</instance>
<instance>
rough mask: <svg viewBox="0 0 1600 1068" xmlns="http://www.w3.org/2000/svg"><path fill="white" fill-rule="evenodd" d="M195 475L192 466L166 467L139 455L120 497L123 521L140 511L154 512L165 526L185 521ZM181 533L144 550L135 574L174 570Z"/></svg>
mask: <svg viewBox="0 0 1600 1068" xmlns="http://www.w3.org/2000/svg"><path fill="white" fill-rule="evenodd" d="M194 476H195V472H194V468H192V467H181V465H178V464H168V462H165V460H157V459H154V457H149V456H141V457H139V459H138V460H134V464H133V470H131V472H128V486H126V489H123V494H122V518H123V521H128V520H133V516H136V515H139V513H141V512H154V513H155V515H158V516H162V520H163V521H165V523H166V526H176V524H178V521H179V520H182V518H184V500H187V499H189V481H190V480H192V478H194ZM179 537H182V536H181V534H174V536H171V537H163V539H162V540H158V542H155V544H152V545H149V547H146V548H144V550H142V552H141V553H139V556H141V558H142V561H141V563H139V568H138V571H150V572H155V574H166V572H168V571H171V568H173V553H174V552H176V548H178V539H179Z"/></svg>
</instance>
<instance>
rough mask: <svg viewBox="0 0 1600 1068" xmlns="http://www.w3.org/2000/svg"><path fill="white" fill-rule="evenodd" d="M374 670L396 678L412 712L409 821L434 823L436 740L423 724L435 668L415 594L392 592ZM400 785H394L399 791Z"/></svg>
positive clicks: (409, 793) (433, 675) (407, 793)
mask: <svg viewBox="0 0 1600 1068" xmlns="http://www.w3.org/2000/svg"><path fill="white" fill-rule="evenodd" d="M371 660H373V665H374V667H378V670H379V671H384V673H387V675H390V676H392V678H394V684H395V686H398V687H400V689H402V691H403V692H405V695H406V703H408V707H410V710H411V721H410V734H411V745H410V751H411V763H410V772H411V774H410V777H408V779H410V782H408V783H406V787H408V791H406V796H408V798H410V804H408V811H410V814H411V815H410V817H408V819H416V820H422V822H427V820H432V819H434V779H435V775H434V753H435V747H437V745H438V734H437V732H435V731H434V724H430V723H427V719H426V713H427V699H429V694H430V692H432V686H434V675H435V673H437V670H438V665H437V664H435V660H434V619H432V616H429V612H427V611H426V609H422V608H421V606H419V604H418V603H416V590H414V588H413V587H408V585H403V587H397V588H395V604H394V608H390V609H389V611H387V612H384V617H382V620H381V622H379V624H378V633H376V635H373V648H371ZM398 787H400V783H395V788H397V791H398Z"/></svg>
== == ==
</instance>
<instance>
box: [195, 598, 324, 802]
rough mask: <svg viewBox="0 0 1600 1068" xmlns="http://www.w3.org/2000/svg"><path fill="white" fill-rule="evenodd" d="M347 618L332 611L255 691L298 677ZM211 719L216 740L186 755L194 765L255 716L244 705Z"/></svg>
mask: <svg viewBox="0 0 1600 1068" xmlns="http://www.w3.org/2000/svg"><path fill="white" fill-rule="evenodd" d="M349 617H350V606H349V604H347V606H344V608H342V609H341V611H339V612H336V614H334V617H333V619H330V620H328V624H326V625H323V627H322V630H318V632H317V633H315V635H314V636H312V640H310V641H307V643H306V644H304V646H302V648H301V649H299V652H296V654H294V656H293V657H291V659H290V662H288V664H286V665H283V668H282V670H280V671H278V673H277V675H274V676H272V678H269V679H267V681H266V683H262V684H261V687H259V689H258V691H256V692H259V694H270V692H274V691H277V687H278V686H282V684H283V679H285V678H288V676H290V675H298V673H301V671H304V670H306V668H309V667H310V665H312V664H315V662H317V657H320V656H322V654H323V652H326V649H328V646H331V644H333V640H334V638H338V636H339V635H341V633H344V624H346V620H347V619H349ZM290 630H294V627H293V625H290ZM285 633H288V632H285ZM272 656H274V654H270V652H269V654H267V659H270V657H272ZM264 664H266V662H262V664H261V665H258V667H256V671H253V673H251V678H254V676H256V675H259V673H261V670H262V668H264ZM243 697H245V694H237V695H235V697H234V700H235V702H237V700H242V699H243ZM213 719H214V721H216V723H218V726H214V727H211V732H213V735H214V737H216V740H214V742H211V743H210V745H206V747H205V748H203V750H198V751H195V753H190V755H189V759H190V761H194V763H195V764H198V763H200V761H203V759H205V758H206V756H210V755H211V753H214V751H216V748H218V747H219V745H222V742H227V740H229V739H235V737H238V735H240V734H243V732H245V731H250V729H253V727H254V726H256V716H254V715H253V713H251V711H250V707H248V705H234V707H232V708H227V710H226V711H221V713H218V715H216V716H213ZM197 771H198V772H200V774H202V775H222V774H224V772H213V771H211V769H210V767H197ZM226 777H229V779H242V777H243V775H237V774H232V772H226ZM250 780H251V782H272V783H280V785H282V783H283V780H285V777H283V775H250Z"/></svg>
== == ==
Please extract every line in the listing above that contains the string "rough".

rough mask: <svg viewBox="0 0 1600 1068" xmlns="http://www.w3.org/2000/svg"><path fill="white" fill-rule="evenodd" d="M195 475L192 466L166 467L139 455L120 497L123 521L140 511L154 512L165 526L185 521ZM181 533L144 550L135 574L174 570Z"/></svg>
rough mask: <svg viewBox="0 0 1600 1068" xmlns="http://www.w3.org/2000/svg"><path fill="white" fill-rule="evenodd" d="M374 670L396 678L412 712L409 821L434 823L436 740L423 724L435 668L415 594L392 592ZM400 785H394L399 791Z"/></svg>
rough mask: <svg viewBox="0 0 1600 1068" xmlns="http://www.w3.org/2000/svg"><path fill="white" fill-rule="evenodd" d="M347 618L332 611L255 691L298 677ZM211 719L216 740L186 755L194 765L255 716L244 705Z"/></svg>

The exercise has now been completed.